> _WHAT THE TASK REQUIRES_:
Copy the lines verbatim, beginning with the line that contains "Class, locate every instance of the glossy" and continuing through the end of the data, and only those lines.

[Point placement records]
# # # #
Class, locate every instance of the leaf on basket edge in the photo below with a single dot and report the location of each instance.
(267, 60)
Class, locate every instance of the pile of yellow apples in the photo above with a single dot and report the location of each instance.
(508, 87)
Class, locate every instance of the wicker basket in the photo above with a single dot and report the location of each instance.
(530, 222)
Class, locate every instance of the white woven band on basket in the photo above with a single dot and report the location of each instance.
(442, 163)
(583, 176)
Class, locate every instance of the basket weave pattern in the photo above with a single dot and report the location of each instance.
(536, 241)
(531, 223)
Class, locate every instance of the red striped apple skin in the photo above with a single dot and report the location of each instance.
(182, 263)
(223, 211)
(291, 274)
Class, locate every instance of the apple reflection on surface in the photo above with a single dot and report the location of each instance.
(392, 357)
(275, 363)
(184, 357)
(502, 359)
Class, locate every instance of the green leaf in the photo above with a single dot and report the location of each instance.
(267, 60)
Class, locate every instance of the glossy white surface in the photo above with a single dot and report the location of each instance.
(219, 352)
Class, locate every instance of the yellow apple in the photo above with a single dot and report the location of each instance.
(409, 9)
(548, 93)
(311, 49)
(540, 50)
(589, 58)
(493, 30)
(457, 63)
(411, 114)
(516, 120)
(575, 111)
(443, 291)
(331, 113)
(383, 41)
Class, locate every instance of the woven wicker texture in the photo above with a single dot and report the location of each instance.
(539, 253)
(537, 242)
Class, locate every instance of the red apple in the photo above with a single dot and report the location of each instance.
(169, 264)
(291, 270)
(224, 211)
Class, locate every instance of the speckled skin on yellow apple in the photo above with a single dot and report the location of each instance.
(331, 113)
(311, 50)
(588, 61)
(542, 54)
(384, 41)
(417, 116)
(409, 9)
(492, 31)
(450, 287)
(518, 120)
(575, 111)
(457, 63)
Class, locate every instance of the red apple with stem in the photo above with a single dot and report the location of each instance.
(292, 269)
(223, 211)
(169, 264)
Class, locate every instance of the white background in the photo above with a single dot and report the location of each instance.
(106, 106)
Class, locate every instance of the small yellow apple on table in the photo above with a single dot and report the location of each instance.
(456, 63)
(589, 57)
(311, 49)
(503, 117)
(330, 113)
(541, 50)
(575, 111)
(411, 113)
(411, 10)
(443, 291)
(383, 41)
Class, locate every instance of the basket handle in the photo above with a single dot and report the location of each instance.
# # # #
> _WRITTEN REPLY_:
Class, locate every instance of the glossy white surface in the photo above with a single dot and report the location of each instance.
(219, 352)
Class, locate every instance of the yellow apple in the photo above with a single dot and report the location of each instance.
(409, 9)
(548, 93)
(311, 49)
(540, 50)
(589, 58)
(493, 30)
(457, 63)
(411, 114)
(516, 120)
(575, 111)
(443, 291)
(331, 113)
(383, 41)
Class, locate every instance of the woven wicker texture in the photo above with a single dot and report the location of each instance.
(539, 253)
(537, 242)
Class, locate every instance of the red apple in the photo above with a single dot and report the location of each instance.
(169, 264)
(291, 270)
(224, 211)
Class, locate every instance of the speckled skin on yellow apple in the photo above with a single dot and report the location of each instance.
(331, 113)
(311, 50)
(588, 61)
(542, 54)
(384, 41)
(417, 116)
(409, 9)
(492, 31)
(450, 287)
(518, 120)
(575, 111)
(457, 63)
Class, locate every instance of the red apple with stem in the photo above with a single dot and report the location of each instance.
(292, 269)
(223, 211)
(169, 264)
Class, locate every instance of the white background in the photo above with a single dot and report the location of each instance.
(106, 106)
Class, locate every instance of the small yellow apple on table in the photo above with a single dot and report the location of each instance.
(456, 63)
(589, 57)
(311, 49)
(503, 117)
(330, 113)
(541, 50)
(575, 111)
(411, 113)
(411, 10)
(443, 291)
(383, 41)
Class, locate every instance of the basket handle in the photo above with a single dot and report the location of each instance.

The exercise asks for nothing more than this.